*** Opening EXTRACTED TEXT ***
20 taxes to scrap: How to grow the UK economy by simplifying the tax system
- The five-year average tax burden in the UK is now at a 70-year high. The impact and opportunities of Brexit, coupled with the need to revitalise the economy in the wake of the Covid-19 crisis, mean 2021 would be a good time for the government to embark on a tax-cutting programme.
- This paper analyses 20 taxes that could be scrapped or significantly changed. If carried out, these reforms would simplify the tax system, reduce the overall burden of taxation, and eliminate many harmful distortions that stifle the UK’s productivity and prosperity.
- The UK could have a tax system that has a low negative effect on welfare and efficiency, with small compliance and administration costs; a system that is nondiscriminatory, avoids double taxation, and that is transparent and easy to understand.
- As such, we suggest that the TV Licence, Inheritance Tax, Stamp Duty Land Tax, the stamp duties on buying shares, the Apprenticeship Levy, Vehicle Excise Duty, Capital Gains Tax, the bank surcharge, and duties on alcohol, tobacco, and gambling, could be scrapped.
- Other property taxes such as Council Tax, the Community Infrastructure Levy, business rates and affordable housing and other s106 obligations, could be replaced with a single land value tax. Under this proposed system, disincentives for property improvements and housebuilding would be removed.
*** Closing EXTRACTED TEXT ***
*** Opening EXCERPTED DATA ***
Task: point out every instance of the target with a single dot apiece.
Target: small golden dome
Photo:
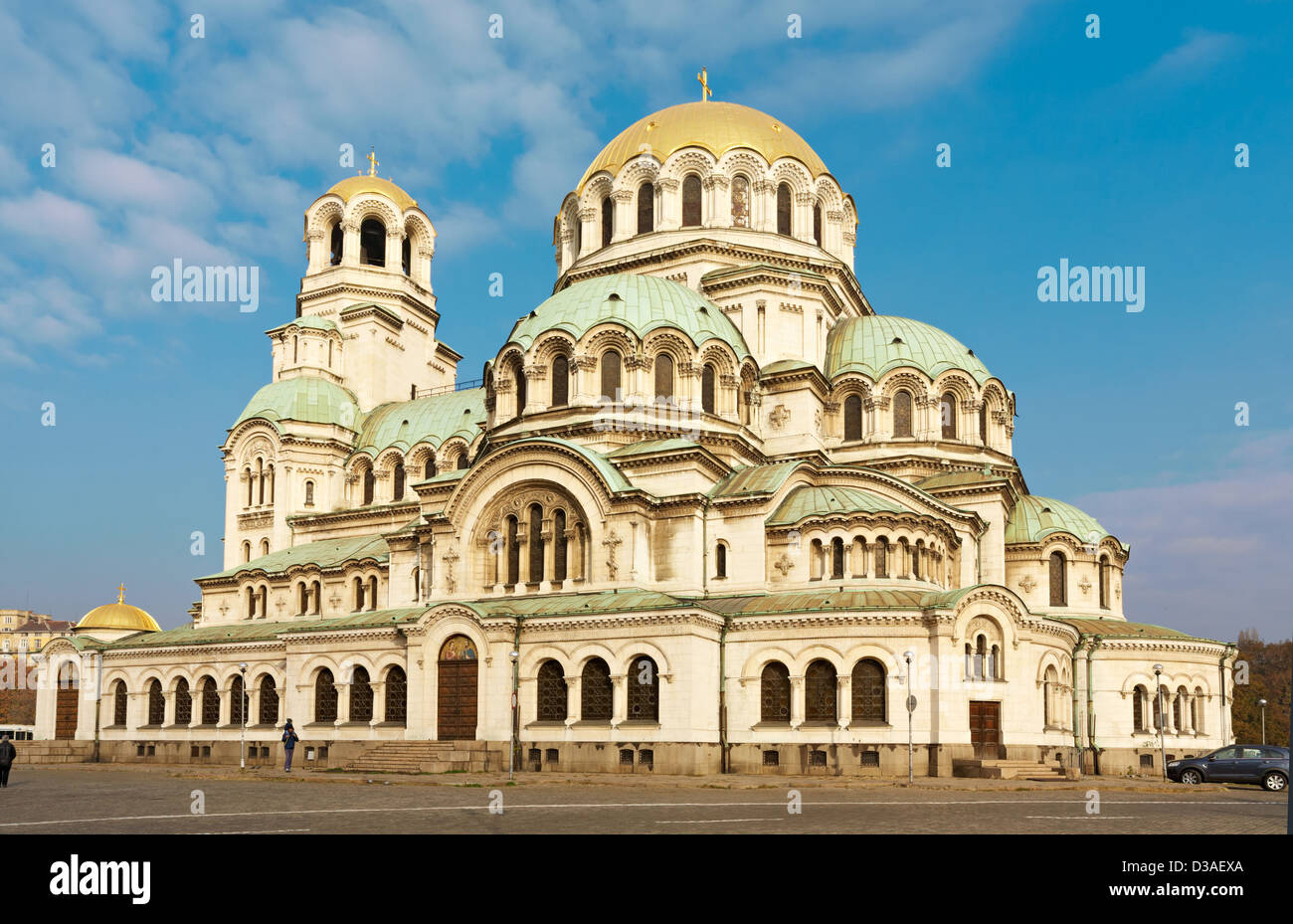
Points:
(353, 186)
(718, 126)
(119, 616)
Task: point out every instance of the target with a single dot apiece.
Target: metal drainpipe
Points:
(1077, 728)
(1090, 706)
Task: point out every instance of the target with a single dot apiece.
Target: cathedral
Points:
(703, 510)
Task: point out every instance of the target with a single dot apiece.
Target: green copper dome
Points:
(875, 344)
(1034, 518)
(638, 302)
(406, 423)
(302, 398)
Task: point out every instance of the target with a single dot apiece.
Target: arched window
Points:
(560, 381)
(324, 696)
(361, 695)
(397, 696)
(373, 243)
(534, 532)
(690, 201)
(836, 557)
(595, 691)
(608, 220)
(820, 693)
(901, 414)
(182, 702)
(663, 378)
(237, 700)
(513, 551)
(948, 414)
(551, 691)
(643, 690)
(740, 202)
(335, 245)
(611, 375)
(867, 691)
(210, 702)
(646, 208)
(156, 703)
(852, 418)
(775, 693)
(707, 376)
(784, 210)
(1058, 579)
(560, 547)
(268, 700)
*** Closing EXCERPTED DATA ***
*** Opening EXCERPTED DATA ***
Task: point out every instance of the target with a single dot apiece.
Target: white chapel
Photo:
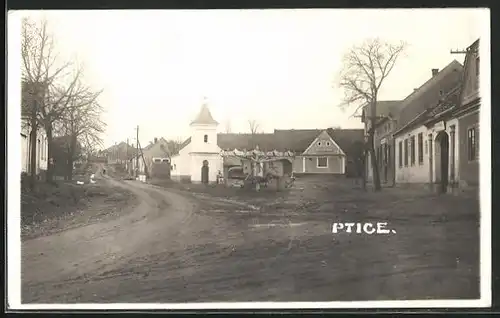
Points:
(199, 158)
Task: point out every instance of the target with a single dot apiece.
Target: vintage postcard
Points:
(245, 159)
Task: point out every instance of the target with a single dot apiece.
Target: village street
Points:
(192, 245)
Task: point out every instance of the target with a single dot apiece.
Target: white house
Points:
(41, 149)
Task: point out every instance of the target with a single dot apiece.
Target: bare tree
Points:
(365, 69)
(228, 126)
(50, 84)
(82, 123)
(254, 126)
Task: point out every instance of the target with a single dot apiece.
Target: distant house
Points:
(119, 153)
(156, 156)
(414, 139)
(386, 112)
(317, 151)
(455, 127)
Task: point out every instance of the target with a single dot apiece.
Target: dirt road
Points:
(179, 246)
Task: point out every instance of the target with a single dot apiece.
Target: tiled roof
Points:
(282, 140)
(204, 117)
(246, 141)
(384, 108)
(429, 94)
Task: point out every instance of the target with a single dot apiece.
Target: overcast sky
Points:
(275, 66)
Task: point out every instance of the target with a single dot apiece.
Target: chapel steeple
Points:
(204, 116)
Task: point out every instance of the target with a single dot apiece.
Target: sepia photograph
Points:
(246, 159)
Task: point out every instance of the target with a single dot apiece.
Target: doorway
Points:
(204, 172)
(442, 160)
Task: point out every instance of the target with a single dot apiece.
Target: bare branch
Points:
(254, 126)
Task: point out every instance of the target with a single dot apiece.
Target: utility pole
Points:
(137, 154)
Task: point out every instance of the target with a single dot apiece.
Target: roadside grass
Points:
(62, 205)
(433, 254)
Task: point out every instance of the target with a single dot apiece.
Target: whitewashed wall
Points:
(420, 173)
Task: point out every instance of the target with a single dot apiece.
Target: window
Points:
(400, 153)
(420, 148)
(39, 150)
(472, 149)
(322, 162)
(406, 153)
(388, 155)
*** Closing EXCERPTED DATA ***
*** Opening EXCERPTED DATA ***
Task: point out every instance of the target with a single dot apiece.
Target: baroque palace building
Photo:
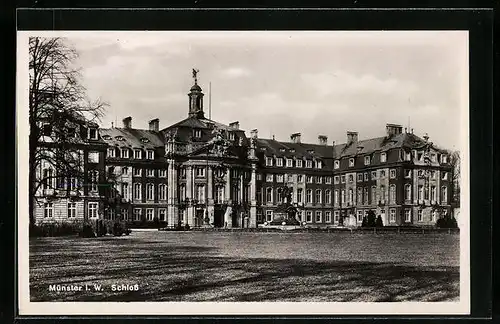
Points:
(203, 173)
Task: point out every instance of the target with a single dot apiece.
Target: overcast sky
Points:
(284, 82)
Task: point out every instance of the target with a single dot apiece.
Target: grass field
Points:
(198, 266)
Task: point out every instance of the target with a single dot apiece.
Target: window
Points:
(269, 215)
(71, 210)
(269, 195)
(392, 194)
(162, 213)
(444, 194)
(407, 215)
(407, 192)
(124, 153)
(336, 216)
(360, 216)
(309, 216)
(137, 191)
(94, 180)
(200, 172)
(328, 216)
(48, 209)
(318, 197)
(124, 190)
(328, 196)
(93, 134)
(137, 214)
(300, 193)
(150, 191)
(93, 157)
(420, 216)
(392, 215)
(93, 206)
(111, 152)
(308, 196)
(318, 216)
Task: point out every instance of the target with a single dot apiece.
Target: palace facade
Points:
*** Closing EXCERPTED DATA ***
Please resume the text on scrapping 20 UK taxes, picking up right after its last sentence. You can set the records aside; they aren't needed here.

- Although not originally intended as such, Air Passenger Duty has morphed into a green tax, but its discriminatory and incoherent application means there is a strong case for its abolition. Emissions from aviation can instead be addressed by the government’s general environmental policies.
- The Climate Change Levy and renewables obligations add economic distortion and complexity to the tax system. These levies could be brought into a single, less distortionary, environmental taxation system – either through the Emissions Trading Scheme or a comprehensive carbon tax.
- Finally, Corporation Tax and the Diverted Profit Tax could be replaced with a single tax on capital income administered at the corporate level, similar to how PAYE works on wages. Doing so would promote neutrality between capital income and labour, eliminate the debt-capital bias, and spur productivity growth.